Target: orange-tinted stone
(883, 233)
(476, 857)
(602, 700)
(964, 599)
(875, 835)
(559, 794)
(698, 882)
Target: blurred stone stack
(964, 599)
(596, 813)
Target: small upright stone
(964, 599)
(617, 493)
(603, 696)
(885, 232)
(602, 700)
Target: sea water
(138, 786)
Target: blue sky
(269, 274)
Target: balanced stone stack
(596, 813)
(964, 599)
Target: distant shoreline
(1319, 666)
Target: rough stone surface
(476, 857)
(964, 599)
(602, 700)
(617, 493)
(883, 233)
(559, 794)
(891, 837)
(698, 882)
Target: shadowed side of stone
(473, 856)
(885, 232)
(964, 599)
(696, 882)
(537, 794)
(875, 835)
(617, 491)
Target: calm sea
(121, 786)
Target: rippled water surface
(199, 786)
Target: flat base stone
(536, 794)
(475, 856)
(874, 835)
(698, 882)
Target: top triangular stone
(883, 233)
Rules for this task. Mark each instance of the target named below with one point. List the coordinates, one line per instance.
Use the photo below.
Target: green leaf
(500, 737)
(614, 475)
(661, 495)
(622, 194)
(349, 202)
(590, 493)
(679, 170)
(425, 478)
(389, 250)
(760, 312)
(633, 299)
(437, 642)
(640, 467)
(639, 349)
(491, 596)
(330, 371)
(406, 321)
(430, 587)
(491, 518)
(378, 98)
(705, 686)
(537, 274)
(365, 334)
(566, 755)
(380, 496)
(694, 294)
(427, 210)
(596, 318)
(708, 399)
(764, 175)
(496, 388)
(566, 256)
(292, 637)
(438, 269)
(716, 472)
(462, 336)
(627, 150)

-=-=-=-=-

Copy out all the entries shown above, character for character.

Target: orange-tinted stone
(883, 233)
(476, 857)
(602, 700)
(964, 599)
(875, 835)
(559, 794)
(698, 882)
Target: blurred stone stack
(964, 599)
(596, 813)
Target: small upright stone
(964, 599)
(617, 493)
(603, 696)
(885, 232)
(602, 700)
Target: sea water
(138, 786)
Target: blue sky
(269, 274)
Target: balanced stone stack
(596, 813)
(964, 599)
Target: distant shoreline
(1319, 666)
Target: rough stone surface
(476, 857)
(964, 599)
(602, 700)
(617, 493)
(883, 233)
(559, 794)
(891, 837)
(698, 882)
Target: shadowed side of stone
(473, 856)
(885, 232)
(964, 599)
(696, 882)
(537, 794)
(875, 835)
(617, 491)
Target: calm sea
(121, 786)
Target: rippled water surface
(199, 786)
Target: flat base stone
(536, 794)
(475, 856)
(874, 835)
(698, 882)
Target: top triangular stone
(883, 233)
Rules for this task. Mark each instance of the target named below with one point. List the coordinates, one line per instance.
Use the photo below.
Target: green leaf
(500, 737)
(614, 475)
(661, 495)
(622, 194)
(349, 202)
(590, 493)
(679, 170)
(425, 478)
(389, 250)
(760, 312)
(633, 299)
(437, 642)
(640, 467)
(639, 349)
(491, 596)
(330, 371)
(406, 321)
(430, 587)
(491, 518)
(378, 98)
(705, 686)
(537, 274)
(365, 334)
(566, 755)
(380, 496)
(694, 294)
(427, 210)
(596, 318)
(708, 399)
(764, 175)
(496, 388)
(566, 256)
(292, 637)
(438, 269)
(716, 472)
(462, 336)
(627, 150)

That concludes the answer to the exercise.